# SET TASK:
Rewrite every line of the data below as a JSON list of strings, one string per line, skipping blank lines. Leave the pictures out of the answer.

(Point labeling dataset excerpts)
[Begin]

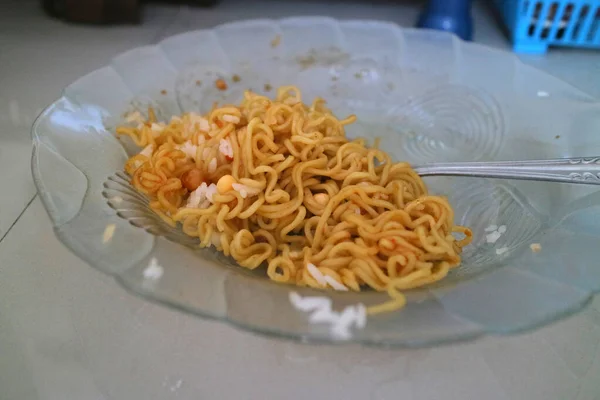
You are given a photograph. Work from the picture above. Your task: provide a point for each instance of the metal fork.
(568, 170)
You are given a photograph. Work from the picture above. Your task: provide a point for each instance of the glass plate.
(428, 95)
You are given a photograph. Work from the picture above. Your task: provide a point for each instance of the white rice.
(361, 316)
(202, 196)
(109, 231)
(153, 271)
(315, 273)
(147, 151)
(212, 166)
(335, 284)
(501, 250)
(199, 121)
(231, 118)
(189, 149)
(225, 148)
(491, 228)
(321, 312)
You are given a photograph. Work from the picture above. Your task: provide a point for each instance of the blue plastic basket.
(535, 25)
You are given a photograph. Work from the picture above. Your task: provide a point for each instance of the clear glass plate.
(428, 95)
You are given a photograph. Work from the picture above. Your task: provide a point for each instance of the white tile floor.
(67, 331)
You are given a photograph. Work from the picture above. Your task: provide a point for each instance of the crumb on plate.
(109, 231)
(276, 41)
(221, 84)
(153, 271)
(535, 247)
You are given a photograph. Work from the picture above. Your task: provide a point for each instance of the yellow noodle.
(308, 195)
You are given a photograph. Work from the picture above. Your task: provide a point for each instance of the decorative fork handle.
(569, 170)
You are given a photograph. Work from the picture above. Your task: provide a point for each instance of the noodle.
(277, 182)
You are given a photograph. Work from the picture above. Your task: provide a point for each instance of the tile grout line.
(18, 217)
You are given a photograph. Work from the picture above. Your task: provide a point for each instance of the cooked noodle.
(277, 182)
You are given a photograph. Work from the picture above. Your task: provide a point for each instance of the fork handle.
(568, 170)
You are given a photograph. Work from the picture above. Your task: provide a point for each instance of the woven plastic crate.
(535, 25)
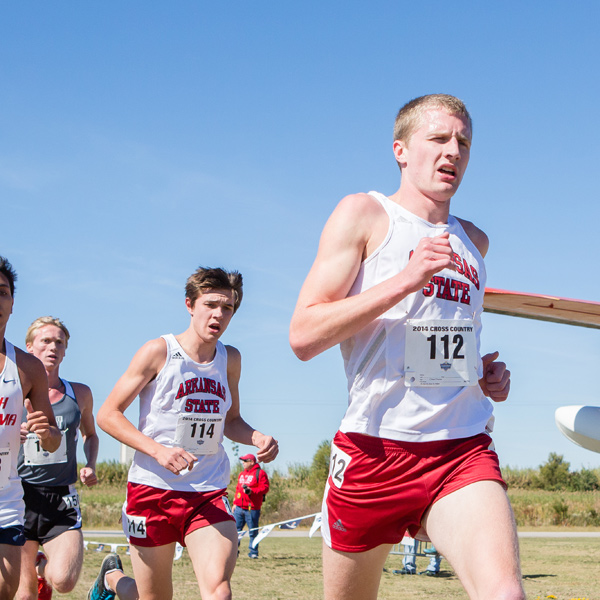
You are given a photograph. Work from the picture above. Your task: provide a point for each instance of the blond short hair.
(43, 321)
(409, 117)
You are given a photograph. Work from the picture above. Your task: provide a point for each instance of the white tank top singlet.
(11, 413)
(185, 389)
(379, 402)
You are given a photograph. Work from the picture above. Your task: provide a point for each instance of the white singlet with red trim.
(11, 413)
(380, 403)
(185, 390)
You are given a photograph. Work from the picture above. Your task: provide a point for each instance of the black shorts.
(50, 511)
(12, 536)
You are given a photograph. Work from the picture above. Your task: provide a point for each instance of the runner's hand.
(268, 448)
(430, 256)
(24, 431)
(175, 459)
(495, 382)
(37, 421)
(88, 476)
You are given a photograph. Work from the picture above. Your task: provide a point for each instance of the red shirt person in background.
(252, 487)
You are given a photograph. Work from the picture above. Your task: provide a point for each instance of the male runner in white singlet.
(52, 514)
(398, 282)
(188, 389)
(23, 383)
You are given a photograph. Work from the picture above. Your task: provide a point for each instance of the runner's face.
(49, 345)
(211, 313)
(436, 156)
(6, 301)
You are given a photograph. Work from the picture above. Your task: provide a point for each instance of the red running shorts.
(378, 488)
(155, 517)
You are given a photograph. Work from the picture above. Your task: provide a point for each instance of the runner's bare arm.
(85, 400)
(40, 417)
(324, 316)
(144, 367)
(236, 428)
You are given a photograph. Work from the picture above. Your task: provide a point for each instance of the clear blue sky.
(140, 140)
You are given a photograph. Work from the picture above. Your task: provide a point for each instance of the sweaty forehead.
(225, 296)
(50, 331)
(440, 119)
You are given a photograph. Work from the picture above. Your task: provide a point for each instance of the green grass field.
(290, 568)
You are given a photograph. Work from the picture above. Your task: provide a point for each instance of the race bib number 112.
(440, 352)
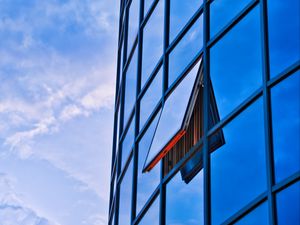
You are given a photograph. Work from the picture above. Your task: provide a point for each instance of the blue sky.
(57, 75)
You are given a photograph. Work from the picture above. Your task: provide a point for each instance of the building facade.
(207, 113)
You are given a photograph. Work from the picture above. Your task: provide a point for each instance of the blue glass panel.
(152, 215)
(286, 126)
(186, 50)
(153, 41)
(238, 170)
(130, 87)
(288, 205)
(127, 143)
(125, 197)
(180, 13)
(236, 64)
(151, 98)
(147, 182)
(133, 23)
(223, 11)
(173, 114)
(184, 202)
(284, 34)
(258, 216)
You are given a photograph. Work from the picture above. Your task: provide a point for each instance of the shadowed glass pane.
(152, 215)
(180, 13)
(288, 205)
(185, 50)
(238, 170)
(286, 126)
(223, 11)
(151, 98)
(152, 41)
(173, 114)
(258, 216)
(130, 87)
(184, 202)
(125, 197)
(147, 182)
(284, 34)
(236, 66)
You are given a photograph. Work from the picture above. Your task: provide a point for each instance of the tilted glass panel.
(125, 197)
(236, 64)
(185, 202)
(223, 11)
(133, 23)
(151, 98)
(130, 87)
(152, 215)
(238, 170)
(284, 34)
(128, 142)
(285, 98)
(288, 205)
(259, 216)
(172, 116)
(180, 13)
(152, 41)
(185, 50)
(146, 183)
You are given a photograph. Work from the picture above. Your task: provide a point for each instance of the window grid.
(264, 91)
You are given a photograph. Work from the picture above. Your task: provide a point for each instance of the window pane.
(284, 34)
(152, 215)
(151, 98)
(153, 41)
(180, 13)
(235, 66)
(130, 89)
(286, 126)
(288, 205)
(185, 50)
(187, 198)
(238, 168)
(125, 197)
(147, 182)
(133, 23)
(173, 114)
(257, 216)
(223, 11)
(128, 142)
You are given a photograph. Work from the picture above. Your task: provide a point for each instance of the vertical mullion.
(206, 156)
(267, 112)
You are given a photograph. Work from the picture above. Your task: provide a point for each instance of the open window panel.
(175, 116)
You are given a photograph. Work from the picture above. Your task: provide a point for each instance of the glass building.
(207, 113)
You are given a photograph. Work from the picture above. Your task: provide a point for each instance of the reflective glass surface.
(147, 182)
(238, 170)
(152, 215)
(223, 11)
(236, 66)
(173, 114)
(151, 98)
(127, 143)
(285, 98)
(125, 197)
(185, 50)
(258, 216)
(152, 41)
(130, 87)
(284, 34)
(133, 23)
(288, 205)
(184, 202)
(180, 13)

[End]

# SOLUTION TO THE PROBLEM:
[
  "You are given a photograph. Work from the picture above. Your task: provide a point for each instance of the metal fork.",
  "(568, 170)",
  "You are given a photograph. Work from the picture above. Your task: provide a point for each instance of the glass plate.",
  "(428, 95)",
  "You are given a photograph. Work from the picture above. Your task: provide a point for each instance of the white rice.",
  "(361, 316)",
  "(202, 196)",
  "(109, 231)",
  "(153, 271)",
  "(315, 273)",
  "(147, 151)",
  "(212, 166)",
  "(335, 284)",
  "(501, 250)",
  "(199, 121)",
  "(231, 118)",
  "(189, 149)",
  "(225, 148)",
  "(491, 228)",
  "(321, 312)",
  "You are given a photograph. Work from the picture above. Your task: provide a point for each instance of the blue plastic basket.",
  "(535, 25)",
  "You are given a photograph. Work from the picture above. Your task: provide a point for each instance of the clear glass plate.",
  "(428, 95)",
  "You are given a photograph. Work from the picture above. Your task: provide a point for each instance of the white tile floor.",
  "(67, 331)",
  "You are given a photograph. Work from the picture above. Your task: provide a point for each instance of the crumb on plate.",
  "(109, 231)",
  "(276, 41)",
  "(221, 84)",
  "(153, 271)",
  "(535, 247)",
  "You are given a photograph. Work from the picture above. Your task: provide a point for each instance of the yellow noodle.",
  "(308, 195)",
  "You are given a photograph. Work from the picture above. Your task: provide a point for each instance of the decorative fork handle.",
  "(569, 170)",
  "You are given a photograph. Work from the picture above. Your task: provide a point for each instance of the noodle.",
  "(277, 182)",
  "You are given a photograph. Work from the picture above. Your task: provide a point for each instance of the tile grout line.",
  "(18, 217)",
  "You are given a photograph. Work from the picture above. Your task: provide a point for each instance of the cooked noodle.",
  "(277, 182)",
  "You are given a photograph. Work from the picture above. Your task: provide a point for each instance of the fork handle.",
  "(568, 170)",
  "You are given a photograph. Work from the picture above. Your task: provide a point for each instance of the woven plastic crate.",
  "(535, 25)",
  "You are given a photograph. Work from the picture above. Your task: provide a point for each instance of the blond short hair.",
  "(43, 321)",
  "(409, 117)",
  "You are given a photograph. Work from the picture above. Your task: provide a point for each instance of the white tank top singlet.",
  "(11, 413)",
  "(185, 389)",
  "(379, 402)",
  "You are given a photograph. Work from the picture above. Your task: provide a point for each instance of the white singlet with red trim.",
  "(11, 413)",
  "(380, 403)",
  "(185, 390)",
  "You are given a photograph. Work from the picture above. Your task: provide a point for each instance of the black shorts.",
  "(50, 511)",
  "(12, 536)",
  "You are given a photograph. Work from the picture above. Your task: provide a point for each instance of the runner's hand.",
  "(268, 448)",
  "(430, 256)",
  "(24, 431)",
  "(175, 459)",
  "(495, 382)",
  "(37, 421)",
  "(88, 476)",
  "You are given a photograph. Work from the picture above. Your task: provide a point for each instance of the red shirt person in background.",
  "(252, 487)",
  "You are given a photograph. Work from the picture above. Your task: provide a point for each instance of the male runner in white singlet.",
  "(52, 514)",
  "(398, 282)",
  "(188, 389)",
  "(23, 383)",
  "You are given a photograph. Work from the picture above. Your task: provide a point for each instance of the runner's face.",
  "(49, 345)",
  "(211, 313)",
  "(436, 156)",
  "(6, 301)",
  "You are given a photograph. Work from the picture above. Your task: provide a point for each instance of the red running shorts.",
  "(378, 488)",
  "(155, 517)",
  "You are given a photograph. Work from the picture above. Your task: provide a point for each instance of the runner's bare arm.",
  "(85, 400)",
  "(40, 417)",
  "(324, 316)",
  "(144, 367)",
  "(236, 428)",
  "You are given a photograph. Work from the picture above. Your task: provide a point for each instance of the clear blue sky.",
  "(140, 140)",
  "You are given a photograph. Work from the picture above. Your task: provide a point for each instance of the sweaty forehead.",
  "(225, 296)",
  "(50, 331)",
  "(440, 119)",
  "You are given a photograph. Work from the picture above. Your task: provide a point for each instance of the green grass field.",
  "(290, 568)",
  "You are given a photograph. Work from the picture above. Your task: provide a point for each instance of the race bib number 112.",
  "(440, 352)",
  "You are given a photograph. Work from the picture above. Your task: provide a point for each instance of the blue sky.",
  "(57, 75)",
  "You are given a photograph. Work from the picture above. Your task: provide a point for each instance of the building facade.",
  "(207, 113)",
  "You are given a photograph. Work from the picture above. Your task: provide a point for each instance of the blue glass panel.",
  "(152, 215)",
  "(286, 126)",
  "(186, 50)",
  "(153, 41)",
  "(238, 170)",
  "(130, 87)",
  "(288, 205)",
  "(127, 143)",
  "(125, 197)",
  "(180, 13)",
  "(236, 64)",
  "(151, 98)",
  "(147, 182)",
  "(133, 23)",
  "(223, 11)",
  "(173, 114)",
  "(184, 202)",
  "(284, 34)",
  "(258, 216)",
  "You are given a photograph. Work from the picture above. Your task: provide a point for each instance of the shadowed glass pane.",
  "(152, 215)",
  "(180, 13)",
  "(288, 205)",
  "(185, 50)",
  "(238, 170)",
  "(286, 126)",
  "(223, 11)",
  "(151, 98)",
  "(152, 41)",
  "(173, 114)",
  "(258, 216)",
  "(130, 87)",
  "(184, 202)",
  "(125, 197)",
  "(147, 182)",
  "(284, 34)",
  "(236, 66)",
  "You are given a photograph. Work from the picture above. Your task: provide a point for each instance of the tilted glass panel.",
  "(125, 197)",
  "(236, 64)",
  "(185, 202)",
  "(223, 11)",
  "(133, 23)",
  "(151, 98)",
  "(130, 87)",
  "(152, 215)",
  "(238, 170)",
  "(284, 34)",
  "(128, 142)",
  "(285, 98)",
  "(288, 205)",
  "(259, 216)",
  "(172, 116)",
  "(180, 13)",
  "(152, 41)",
  "(185, 50)",
  "(146, 183)",
  "You are given a photograph. Work from the picture above. Your task: provide a point for each instance of the window grid.",
  "(264, 91)",
  "You are given a photograph. Work from the picture above. Your task: provide a point for each instance of the window pane.",
  "(284, 34)",
  "(152, 215)",
  "(151, 98)",
  "(153, 41)",
  "(180, 13)",
  "(235, 66)",
  "(130, 89)",
  "(286, 126)",
  "(288, 205)",
  "(185, 50)",
  "(187, 198)",
  "(238, 168)",
  "(125, 197)",
  "(147, 182)",
  "(133, 23)",
  "(173, 114)",
  "(257, 216)",
  "(223, 11)",
  "(128, 142)",
  "You are given a photograph. Work from the picture above. Your task: provide a point for each instance of the vertical mullion.",
  "(206, 156)",
  "(267, 112)",
  "You are given a photograph. Work from the picture above. Your task: provide a point for each instance of the open window panel.",
  "(175, 116)",
  "You are given a photograph. Work from the picture above. Your task: provide a point for each instance of the glass building.",
  "(207, 113)",
  "You are given a photograph. Work from the picture above. Your task: provide a point for each instance of the reflective glass surface.",
  "(147, 182)",
  "(238, 170)",
  "(152, 215)",
  "(223, 11)",
  "(236, 66)",
  "(173, 114)",
  "(151, 98)",
  "(127, 143)",
  "(285, 98)",
  "(125, 197)",
  "(185, 50)",
  "(258, 216)",
  "(152, 41)",
  "(130, 87)",
  "(284, 34)",
  "(133, 23)",
  "(288, 205)",
  "(184, 202)",
  "(180, 13)"
]